### Directive
Write out the records beneath this line exactly as they appear, minus any images.

### Source data
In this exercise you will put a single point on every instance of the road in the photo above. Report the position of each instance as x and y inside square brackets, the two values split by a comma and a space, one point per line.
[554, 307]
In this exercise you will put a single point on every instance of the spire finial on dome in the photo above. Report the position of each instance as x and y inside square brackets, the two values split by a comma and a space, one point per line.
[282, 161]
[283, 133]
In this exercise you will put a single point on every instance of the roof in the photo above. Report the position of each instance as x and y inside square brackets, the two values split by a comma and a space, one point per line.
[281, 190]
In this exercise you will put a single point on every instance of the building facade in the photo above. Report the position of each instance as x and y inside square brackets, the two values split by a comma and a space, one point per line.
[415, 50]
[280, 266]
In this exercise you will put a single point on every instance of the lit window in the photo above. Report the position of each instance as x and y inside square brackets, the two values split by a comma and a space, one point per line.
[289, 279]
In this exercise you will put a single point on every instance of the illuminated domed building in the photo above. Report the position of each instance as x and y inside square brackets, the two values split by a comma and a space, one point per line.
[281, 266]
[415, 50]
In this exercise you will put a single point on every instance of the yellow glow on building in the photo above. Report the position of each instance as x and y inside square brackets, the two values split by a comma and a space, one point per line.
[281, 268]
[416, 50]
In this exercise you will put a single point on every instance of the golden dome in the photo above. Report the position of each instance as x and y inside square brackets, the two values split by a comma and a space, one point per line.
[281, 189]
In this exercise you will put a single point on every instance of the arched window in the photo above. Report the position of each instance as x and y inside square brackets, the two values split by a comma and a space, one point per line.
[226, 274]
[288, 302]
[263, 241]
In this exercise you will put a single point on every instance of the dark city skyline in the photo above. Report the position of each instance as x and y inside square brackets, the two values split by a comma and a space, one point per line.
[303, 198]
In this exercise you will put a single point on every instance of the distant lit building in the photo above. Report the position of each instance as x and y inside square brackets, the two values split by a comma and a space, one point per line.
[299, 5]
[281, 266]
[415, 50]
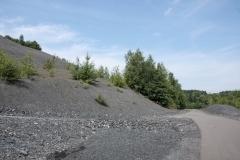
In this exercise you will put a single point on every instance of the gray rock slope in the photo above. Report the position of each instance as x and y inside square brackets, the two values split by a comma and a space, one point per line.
[56, 118]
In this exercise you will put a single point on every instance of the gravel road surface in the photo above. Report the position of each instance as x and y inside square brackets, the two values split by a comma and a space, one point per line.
[220, 136]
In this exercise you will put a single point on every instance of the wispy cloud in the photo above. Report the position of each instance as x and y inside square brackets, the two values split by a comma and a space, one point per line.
[11, 20]
[176, 1]
[167, 12]
[199, 31]
[190, 11]
[228, 48]
[156, 34]
[45, 33]
[203, 71]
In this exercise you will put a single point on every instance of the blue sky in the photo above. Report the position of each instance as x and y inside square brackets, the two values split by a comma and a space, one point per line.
[197, 40]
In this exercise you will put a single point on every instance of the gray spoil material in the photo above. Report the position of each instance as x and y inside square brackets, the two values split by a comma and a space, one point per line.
[109, 138]
[224, 110]
[56, 118]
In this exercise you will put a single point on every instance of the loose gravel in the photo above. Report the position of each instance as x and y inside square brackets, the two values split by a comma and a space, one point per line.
[55, 118]
[108, 138]
[224, 110]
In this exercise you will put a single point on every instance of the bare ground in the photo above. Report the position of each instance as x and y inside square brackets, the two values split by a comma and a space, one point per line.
[56, 118]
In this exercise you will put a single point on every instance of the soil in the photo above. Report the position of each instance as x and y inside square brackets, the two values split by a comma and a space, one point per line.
[56, 118]
[224, 110]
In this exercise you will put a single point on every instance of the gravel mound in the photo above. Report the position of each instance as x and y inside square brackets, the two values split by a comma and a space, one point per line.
[224, 110]
[55, 118]
[121, 138]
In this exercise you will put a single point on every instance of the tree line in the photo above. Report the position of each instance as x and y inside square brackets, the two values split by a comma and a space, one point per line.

### Output for this exercise
In this exercise you will put a single point on every instance of the road in the photo above. Report the position of each instance as x and y inside square brackets, the two values split by a comma and a space, one point per line.
[554, 307]
In this exercise you will put a single point on every instance of the spire finial on dome in the photo above. Report the position of each instance as x and y inside square brackets, the two values split by a comma and a space, one point per line.
[282, 161]
[283, 133]
In this exercise you will put a single point on every instance of the roof in the photo above. Report the position of each instance as x and y inside square brackets, the two values split by a comma and a space, one point per line.
[281, 190]
In this exercise you will put a single point on every instance of the building facade in the photo above. Report the position of each instance as x and y inside square brackets, the two values split by a comma and a space, one point per line.
[415, 50]
[280, 266]
In this exercise you will put a single point on every instance of the lit window in the photo above. Report the position of each instance as x and y inside square brackets, the two values split by a comma and a space, one point per line.
[289, 279]
In this exercise you will put a single point on every instance of the illuminated domed building in the photo above. Report the position of each instance as x and y inside square brackets, the two values split by a comma and a space, one point per line.
[281, 266]
[415, 50]
In this exercise you will put a single point on every instance of the yellow glow on building in the photo above. Report the position of each instance as x and y inside square brackets, the two values split by a comma and a space, one point per line.
[281, 268]
[416, 50]
In this exercise you will put a single point on every instance of the golden dome in the photo above. Report the position of each instance as x and y inside square brackets, the two values split by a comma and a space, one point per line.
[281, 189]
In this exercise you will put a single point on every instance of the arched window in the photo above. Report the position of each instance as x and y inside square brackets, the two values split by a comma and a space, one point per line.
[226, 274]
[288, 302]
[263, 241]
In this exercise you will put a single point on every instance of the dark city skyline in the photo above. Report the position of each instance as x and y inside square brackets, the two values split by a comma and a space, one point per line.
[303, 198]
In this exercise you will put a single point on every instance of the distant lit building in the photo above. Report the position of each instance as x and y inside square brackets, the two values split by a comma and a space, one point per line.
[299, 5]
[281, 266]
[415, 50]
In this exercise you will put a single point on every instance of the gray rock slope in the photo above. Report the position of each instance as x and y inside square brackets, the two values split by a comma and a space, one point per line.
[56, 118]
In this exercise you will put a single point on every instance of the gravel road surface in the photo above. Report the position of each instance as x and y inside square brackets, the two values split by a comma and a space, one point per line.
[220, 136]
In this exercise you will put a single point on every instance of the wispy cloud in the photo above. Report the position of each instance as x and y inside square brackets, the two values split by a comma and a space, one point per line.
[11, 20]
[176, 1]
[167, 12]
[199, 31]
[190, 11]
[228, 48]
[156, 34]
[45, 33]
[203, 71]
In this exercise you will put a single point on every instance of the blue sky in the photo above. Report the position of each instance as x and y inside square brackets, the two values split by a comma and a space, one point per line.
[197, 40]
In this exercise you will put a single point on every instance of the gray spoil material in the photo above. Report the position of each instance as x and y inside square brackets, the two values split by a comma and a space, one point per line.
[109, 138]
[224, 110]
[56, 118]
In this exercise you will put a single point on every instance of the loose gravel in the photo above. Report the position of each instance as x and y inside square brackets, the two values split by a comma and a space, one point per line.
[55, 118]
[108, 138]
[224, 110]
In this exercise you will put a single point on every instance of the bare ground in the photo above. Report the position of each instance as x and y inside square brackets, the two values split by a comma and a space, one point per line.
[56, 118]
In this exercise you will put a single point on every instance of the soil in the photo above. Report the position of each instance as x and y inside square brackets, the two values split by a comma and a space, one point per line.
[56, 118]
[224, 110]
In this exercise you will put a single point on every instance of the gravel mound in the photo above. Report the position of each instance as x and y inside square brackets, the two values split by a comma and a space, one point per line.
[224, 110]
[55, 118]
[121, 138]
In this exercise you will put a single point on every instance of the tree line in the photo above. Report the position of each instance as x and y inside square brackets, the two values split by a comma and a space, one point per line.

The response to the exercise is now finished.